▶ [Exercise brief]
Return the entries below in their exact form, leaving the pictures out.

****************

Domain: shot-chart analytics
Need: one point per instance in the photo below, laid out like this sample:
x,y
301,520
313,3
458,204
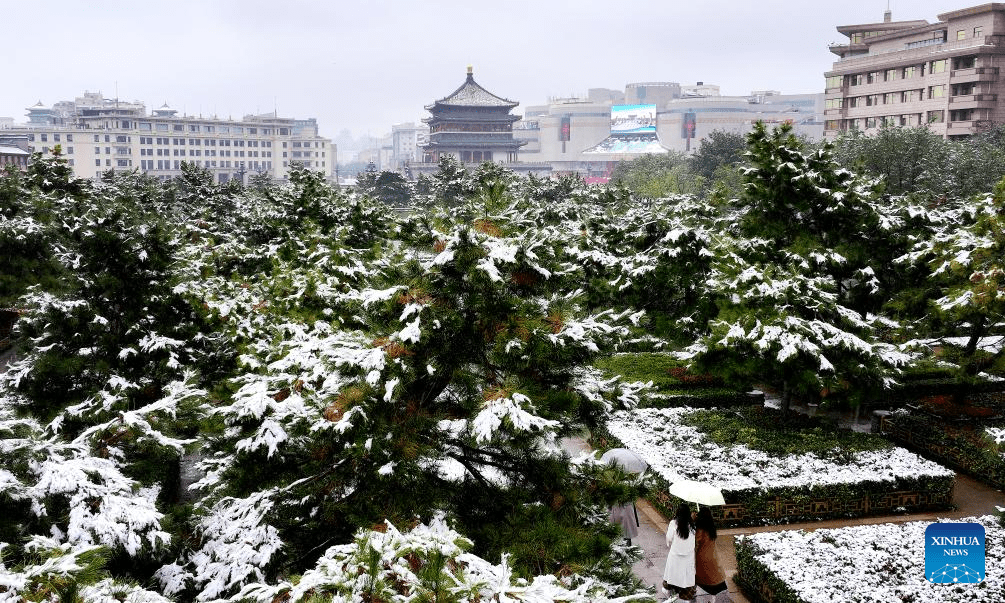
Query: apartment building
x,y
96,135
945,75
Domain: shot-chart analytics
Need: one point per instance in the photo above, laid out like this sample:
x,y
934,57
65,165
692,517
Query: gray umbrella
x,y
629,460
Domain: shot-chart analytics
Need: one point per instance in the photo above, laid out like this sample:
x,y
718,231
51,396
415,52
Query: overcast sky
x,y
364,65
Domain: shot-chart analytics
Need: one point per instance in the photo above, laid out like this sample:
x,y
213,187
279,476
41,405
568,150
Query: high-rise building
x,y
944,75
96,135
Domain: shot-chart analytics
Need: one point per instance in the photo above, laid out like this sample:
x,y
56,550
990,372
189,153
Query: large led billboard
x,y
633,119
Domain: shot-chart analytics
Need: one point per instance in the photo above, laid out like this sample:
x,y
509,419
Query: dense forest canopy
x,y
291,390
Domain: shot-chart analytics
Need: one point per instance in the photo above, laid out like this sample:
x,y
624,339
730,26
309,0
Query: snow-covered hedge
x,y
969,448
884,562
757,479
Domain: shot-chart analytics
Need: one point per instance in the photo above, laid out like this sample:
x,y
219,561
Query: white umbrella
x,y
629,460
696,491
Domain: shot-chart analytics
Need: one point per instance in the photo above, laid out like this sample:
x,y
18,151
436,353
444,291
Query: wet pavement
x,y
970,496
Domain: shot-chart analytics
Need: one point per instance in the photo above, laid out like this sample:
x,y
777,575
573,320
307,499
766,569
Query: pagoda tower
x,y
472,125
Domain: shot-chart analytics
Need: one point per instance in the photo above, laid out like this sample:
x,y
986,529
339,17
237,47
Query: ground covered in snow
x,y
883,562
675,451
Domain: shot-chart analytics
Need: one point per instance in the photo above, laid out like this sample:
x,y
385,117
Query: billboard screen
x,y
633,119
688,125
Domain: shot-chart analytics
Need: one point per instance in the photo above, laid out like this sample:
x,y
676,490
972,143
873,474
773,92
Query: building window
x,y
965,62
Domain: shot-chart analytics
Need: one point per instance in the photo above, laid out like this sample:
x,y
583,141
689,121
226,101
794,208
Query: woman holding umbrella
x,y
678,575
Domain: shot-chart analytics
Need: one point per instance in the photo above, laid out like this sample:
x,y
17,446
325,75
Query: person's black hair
x,y
705,521
682,518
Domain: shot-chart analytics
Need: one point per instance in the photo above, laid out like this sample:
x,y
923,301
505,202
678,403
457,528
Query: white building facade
x,y
95,135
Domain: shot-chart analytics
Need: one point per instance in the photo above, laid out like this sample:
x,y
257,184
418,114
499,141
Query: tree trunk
x,y
786,397
968,363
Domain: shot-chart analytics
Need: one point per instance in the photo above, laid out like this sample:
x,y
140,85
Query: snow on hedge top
x,y
679,451
884,562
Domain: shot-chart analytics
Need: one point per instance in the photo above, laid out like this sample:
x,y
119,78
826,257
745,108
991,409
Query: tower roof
x,y
471,94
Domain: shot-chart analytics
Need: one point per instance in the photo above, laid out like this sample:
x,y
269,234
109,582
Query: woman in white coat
x,y
678,575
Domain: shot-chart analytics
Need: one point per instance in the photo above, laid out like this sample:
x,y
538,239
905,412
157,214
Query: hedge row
x,y
789,505
760,584
964,448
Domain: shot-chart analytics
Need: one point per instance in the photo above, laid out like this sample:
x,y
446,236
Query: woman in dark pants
x,y
708,573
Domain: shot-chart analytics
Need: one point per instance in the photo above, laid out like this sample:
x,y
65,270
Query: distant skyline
x,y
363,66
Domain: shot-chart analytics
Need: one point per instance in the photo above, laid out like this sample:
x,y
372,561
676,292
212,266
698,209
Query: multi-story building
x,y
96,135
580,135
472,125
407,141
944,74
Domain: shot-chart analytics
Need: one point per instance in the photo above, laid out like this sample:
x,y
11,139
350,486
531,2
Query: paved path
x,y
971,497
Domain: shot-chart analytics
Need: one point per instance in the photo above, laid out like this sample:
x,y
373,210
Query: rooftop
x,y
471,94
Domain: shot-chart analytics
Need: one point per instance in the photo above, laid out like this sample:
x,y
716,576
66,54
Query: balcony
x,y
958,128
973,74
973,101
870,61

****************

▶ [Task solution]
Domain: shot-chart analytics
Need: one point per instance in the photo below, laid out like this sample:
x,y
301,520
313,3
458,204
Query: apartment building
x,y
96,135
945,75
Domain: shot-chart analytics
Need: one point per instance in the photo above, laid out like this sample:
x,y
934,57
65,165
692,517
Query: gray umbrella
x,y
629,460
Domain: shot-chart analytics
Need: one point per instance in the photo above, laid out like this sample:
x,y
718,231
51,396
415,52
Query: overcast sky
x,y
364,65
Domain: shot-chart analytics
Need: one point per instance in the photo above, laid out like this sample:
x,y
213,187
279,476
41,405
568,150
Query: high-rise building
x,y
944,75
96,135
Domain: shot-chart analytics
Need: one point per instance in the photo above, laid out like this sample:
x,y
56,550
990,372
189,153
Query: large led billboard
x,y
633,119
Domain: shot-chart analytics
Need: one point per instance in the photo above, laid out like this sample:
x,y
509,419
Query: dense forest canopy
x,y
291,390
Domain: shot-chart analytics
Need: one point per instance in the photo above, laid out like this sample:
x,y
624,339
730,26
309,0
Query: snow-covered hedge
x,y
969,448
884,562
757,479
Domain: shot-chart analytics
Need: one point per instance in the photo above, laid out like this sample:
x,y
219,561
Query: white umbrella
x,y
629,460
696,491
Domain: shot-chart analytics
Need: one point per instance in the photo above, laid out like this sample:
x,y
18,151
436,353
444,291
Query: wet pavement
x,y
970,496
Domain: shot-chart analytics
Need: one point per instance in the photo above, laid out like this sample:
x,y
777,575
573,320
307,499
766,569
Query: pagoda tower
x,y
472,125
Domain: shot-chart analytics
Need: one point per instance in the photo above, laid out like this sample:
x,y
986,529
339,17
237,47
Query: ground covered in snow
x,y
883,562
675,451
Domain: shot-chart analytics
Need: one point per instance in the photo above, laid out like this sample:
x,y
385,117
Query: billboard screen
x,y
633,119
688,125
Domain: shot-chart analytics
Need: one point per instance in the photo above, laid out like this sample:
x,y
676,490
972,143
873,474
773,92
Query: building window
x,y
965,62
Domain: shot-chart analytics
Need: one point per instance in the photo above, laid out like this sample:
x,y
583,141
689,121
226,101
794,208
Query: woman holding umbrella
x,y
678,575
Domain: shot-chart analytics
Need: one point per instance in the photo above, laid out like this sample:
x,y
17,446
325,75
Query: person's black hair
x,y
705,521
682,518
Domain: shot-chart analytics
Need: one point per instance in the photo above, laid out like this sample:
x,y
923,301
505,202
678,403
457,528
Query: white building facade
x,y
95,135
Domain: shot-chart analytics
Need: one point per instance in the photo above, laid out like this sample:
x,y
257,184
418,114
499,141
Query: tree trunk
x,y
786,397
968,363
Domain: shot-chart analytics
Need: one point per instance in the photo above, laid out like this sample:
x,y
140,85
Query: snow on hedge top
x,y
679,451
884,562
Domain: shot-chart analytics
Need: one point per instance in the photo above, laid out like this sample:
x,y
119,78
826,257
745,108
991,409
Query: tower roof
x,y
471,94
Domain: shot-chart analytics
Need: one point per instance in the photo above, laid out like this sample:
x,y
269,234
109,582
Query: woman in white coat
x,y
678,575
Domain: shot-chart analytics
Need: one point per instance in the photo above, laid out like this sample:
x,y
538,239
905,412
157,214
Query: hedge row
x,y
789,505
760,584
964,448
Domain: shot-chart analytics
Need: one point per instance in the photo above, laid out like this sample:
x,y
446,236
Query: woman in dark pants
x,y
708,573
Domain: shot-chart analytics
Need: one point per instance in the photo above, laid out like this sample:
x,y
65,270
Query: distant skyline
x,y
363,66
Domain: shot-chart analytics
Need: one point per instance in the photo above, laid out like this sample:
x,y
372,561
676,292
212,266
698,209
Query: multi-story building
x,y
96,135
580,135
472,125
407,141
944,74
Domain: shot-chart analytics
Need: one point per instance in the photo above, laid out like this sample:
x,y
11,139
350,486
531,2
Query: paved path
x,y
971,497
Domain: shot-chart analytics
Need: one point per instance in the photo above, laid out like this sample:
x,y
373,210
Query: rooftop
x,y
471,94
Domain: shot-chart analytics
Need: one point per instance in the photo above, laid out like this sample:
x,y
716,576
66,54
Query: balcony
x,y
958,128
973,74
973,101
870,61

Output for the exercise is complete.